======== Given information ========
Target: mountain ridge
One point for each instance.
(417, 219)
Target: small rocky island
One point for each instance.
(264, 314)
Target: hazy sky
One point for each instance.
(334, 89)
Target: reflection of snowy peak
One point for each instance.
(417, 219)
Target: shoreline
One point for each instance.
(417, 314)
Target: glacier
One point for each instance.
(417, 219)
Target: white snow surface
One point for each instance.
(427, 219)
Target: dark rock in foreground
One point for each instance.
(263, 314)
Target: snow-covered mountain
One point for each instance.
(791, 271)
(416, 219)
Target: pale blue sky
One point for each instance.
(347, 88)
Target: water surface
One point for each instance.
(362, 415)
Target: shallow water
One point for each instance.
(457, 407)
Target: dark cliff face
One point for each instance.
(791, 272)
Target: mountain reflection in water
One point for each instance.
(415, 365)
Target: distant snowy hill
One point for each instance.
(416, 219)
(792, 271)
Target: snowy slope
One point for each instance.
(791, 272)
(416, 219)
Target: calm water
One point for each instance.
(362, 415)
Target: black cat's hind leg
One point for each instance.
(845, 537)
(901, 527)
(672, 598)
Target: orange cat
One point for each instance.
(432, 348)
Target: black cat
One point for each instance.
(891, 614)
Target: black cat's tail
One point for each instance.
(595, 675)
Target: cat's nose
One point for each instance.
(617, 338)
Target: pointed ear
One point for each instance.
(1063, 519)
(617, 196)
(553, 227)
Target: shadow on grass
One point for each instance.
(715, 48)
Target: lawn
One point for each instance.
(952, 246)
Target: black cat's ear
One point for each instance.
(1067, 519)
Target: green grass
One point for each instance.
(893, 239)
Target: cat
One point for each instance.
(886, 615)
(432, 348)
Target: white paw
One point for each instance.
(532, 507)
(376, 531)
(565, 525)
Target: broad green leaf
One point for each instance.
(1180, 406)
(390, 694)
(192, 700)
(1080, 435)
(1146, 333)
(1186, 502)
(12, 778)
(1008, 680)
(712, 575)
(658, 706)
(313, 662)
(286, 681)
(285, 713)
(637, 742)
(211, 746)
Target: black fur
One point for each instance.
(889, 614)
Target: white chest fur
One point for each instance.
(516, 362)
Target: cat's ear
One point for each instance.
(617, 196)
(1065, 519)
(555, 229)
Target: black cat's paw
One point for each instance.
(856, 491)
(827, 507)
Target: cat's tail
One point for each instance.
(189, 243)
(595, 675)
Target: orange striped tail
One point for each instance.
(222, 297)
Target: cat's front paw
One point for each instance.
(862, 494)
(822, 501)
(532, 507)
========
• Given instruction
Give back exactly the lines from the one containing "Target: lawn" to the end of the material, both ends included.

• Task answer
Target: lawn
One point for each instance.
(952, 246)
Target: black cat's ear
One point for each instance.
(1067, 519)
Target: green grass
One point for each instance.
(893, 239)
Target: cat
One point for each instance.
(886, 615)
(432, 348)
Target: white paw
One point for each instance.
(532, 507)
(376, 531)
(565, 525)
Target: broad green leaf
One point for each instance.
(1180, 406)
(390, 694)
(192, 700)
(1080, 435)
(1146, 333)
(1186, 502)
(12, 778)
(1008, 680)
(712, 575)
(658, 706)
(313, 662)
(286, 681)
(285, 713)
(637, 742)
(211, 746)
Target: black fur
One point for each instance.
(889, 614)
Target: white chest fur
One point for each instance.
(516, 362)
Target: cat's ear
One point for each instance.
(617, 196)
(1065, 519)
(555, 229)
Target: black cat's paw
One point for each instance.
(856, 491)
(827, 507)
Target: cat's tail
One point for each instance.
(189, 243)
(595, 675)
Target: orange striped tail
One point for each instance.
(222, 297)
Target: cat's front paw
One point for each instance.
(862, 494)
(822, 501)
(532, 507)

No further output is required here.